◆ **What is needed**: Arrange every line of the records below as a numbered list, skipping any blank lines. Leave the picture out of your list.

◆ **Data records**:
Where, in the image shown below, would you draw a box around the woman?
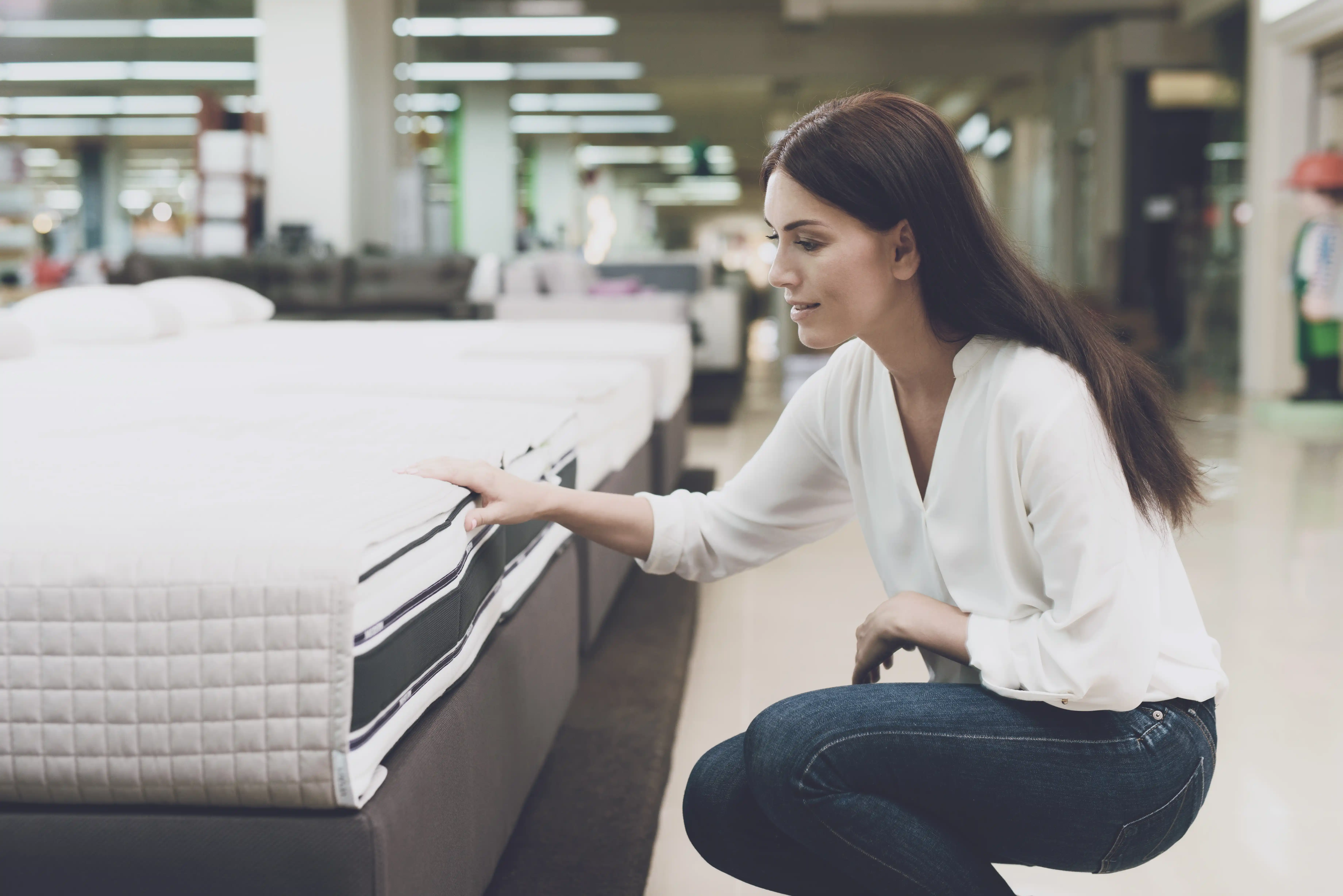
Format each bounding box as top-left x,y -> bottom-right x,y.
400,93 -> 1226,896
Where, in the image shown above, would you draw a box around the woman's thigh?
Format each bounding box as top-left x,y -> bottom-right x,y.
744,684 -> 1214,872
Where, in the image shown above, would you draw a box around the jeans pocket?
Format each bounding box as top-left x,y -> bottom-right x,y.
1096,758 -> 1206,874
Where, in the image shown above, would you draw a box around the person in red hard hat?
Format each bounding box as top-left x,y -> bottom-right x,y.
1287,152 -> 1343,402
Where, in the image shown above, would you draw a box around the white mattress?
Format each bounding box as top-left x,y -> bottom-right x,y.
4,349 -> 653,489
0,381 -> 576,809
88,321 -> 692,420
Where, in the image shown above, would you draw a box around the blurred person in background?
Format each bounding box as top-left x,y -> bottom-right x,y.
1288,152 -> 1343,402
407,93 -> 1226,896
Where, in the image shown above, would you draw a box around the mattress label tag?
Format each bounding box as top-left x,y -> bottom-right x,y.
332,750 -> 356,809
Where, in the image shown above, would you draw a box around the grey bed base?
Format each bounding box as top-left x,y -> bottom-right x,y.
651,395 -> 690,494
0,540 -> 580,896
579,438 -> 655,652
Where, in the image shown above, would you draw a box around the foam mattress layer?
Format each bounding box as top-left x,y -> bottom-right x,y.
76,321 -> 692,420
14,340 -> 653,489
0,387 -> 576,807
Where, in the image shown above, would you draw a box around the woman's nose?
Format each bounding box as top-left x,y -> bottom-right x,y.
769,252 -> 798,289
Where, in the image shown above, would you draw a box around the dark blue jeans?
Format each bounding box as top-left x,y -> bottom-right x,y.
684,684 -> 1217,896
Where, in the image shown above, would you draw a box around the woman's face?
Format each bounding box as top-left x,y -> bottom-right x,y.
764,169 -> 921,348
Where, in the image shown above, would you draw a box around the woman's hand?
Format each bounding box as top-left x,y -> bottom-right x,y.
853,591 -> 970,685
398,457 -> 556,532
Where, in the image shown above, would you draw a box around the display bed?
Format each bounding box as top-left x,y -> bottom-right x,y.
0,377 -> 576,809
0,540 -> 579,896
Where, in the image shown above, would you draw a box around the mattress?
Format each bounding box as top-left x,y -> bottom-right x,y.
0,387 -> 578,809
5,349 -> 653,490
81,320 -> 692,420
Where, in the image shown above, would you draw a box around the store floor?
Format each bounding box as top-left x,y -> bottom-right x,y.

◆ **Response to this exercise**:
1. Where, in the image shown below, would you draw a box around the woman?
2. Format each bounding box as top-left x,y -> bottom-right x,y.
3. 400,93 -> 1226,896
4. Where, in the image shown above, would you draw a box around the woman's thigh?
5. Format each bounding box as top-left x,y -> bottom-right x,y.
6. 744,684 -> 1214,872
7. Where, in the image shown above, would you draw a box around the jeans pocket?
8. Format each bounding box as top-left x,y -> bottom-right x,y.
9. 1096,758 -> 1206,874
10. Where, in the image shown above, would you draw a box around the person in red hard hat?
11. Format each bounding box as top-left x,y -> bottom-right x,y.
12. 1287,152 -> 1343,402
13. Where, in the image shown above, would you draw a box around the white mattress?
14. Format each bounding box as top-left x,y -> bottom-right x,y.
15. 4,349 -> 653,489
16. 0,381 -> 576,809
17. 88,321 -> 692,420
18. Where, in the image shown above, would you draw a box around the blurred person in background?
19. Format each bounding box as top-left x,y -> bottom-right x,y.
20. 1288,152 -> 1343,402
21. 407,93 -> 1226,896
22. Where, in the image shown above, would you draw a box around the mattress label tag?
23. Format each bounding box as top-left x,y -> bottom-right x,y.
24. 332,750 -> 356,809
25. Where, in the image shown above, would you draw a box around the grey bed base?
26. Format each bounding box as top-left x,y -> bottom-right x,y.
27. 651,395 -> 690,494
28. 0,540 -> 580,896
29. 579,438 -> 655,652
30. Where, in the image shown above, would you draw a box around the foam mattress layer?
31. Format each bounding box as top-left x,y -> bottom-right x,y.
32. 76,321 -> 692,420
33. 14,340 -> 653,489
34. 0,387 -> 576,807
35. Where, in the image shown above, would you draw a box around the woman's nose?
36. Format each bounding box as top-left x,y -> bottom-right x,y.
37. 769,252 -> 798,289
38. Where, in the image shown above, would you draw a box around the dark blue jeans?
39. Format each bounding box as top-left x,y -> bottom-right x,y.
40. 684,684 -> 1217,896
41. Where, in the image shown above, would you draw a box around the woman's face?
42. Format each bounding box as top-left x,y -> bottom-right x,y.
43. 764,169 -> 921,348
44. Where, in the image shown above, would you draw a box around the woman's hand?
45. Format each bounding box as top-left x,y -> bottom-right x,y.
46. 853,591 -> 970,685
47. 398,457 -> 556,532
48. Where, in the image shown above, would you draw a box around the display bed?
49. Format each bounding box as top-left x,y -> bottom-right x,y.
50. 0,377 -> 576,809
51. 0,540 -> 579,896
52. Where, in the image shown above, would you draw a box around the mattress?
53. Format each bounding box as top-left x,y -> bottom-right x,y.
54. 0,387 -> 578,809
55. 5,349 -> 653,490
56. 81,320 -> 692,420
57. Where, in the image shown above, would you draw a box around the store floor?
58. Format each bounding box as top-left x,y -> bottom-right x,y.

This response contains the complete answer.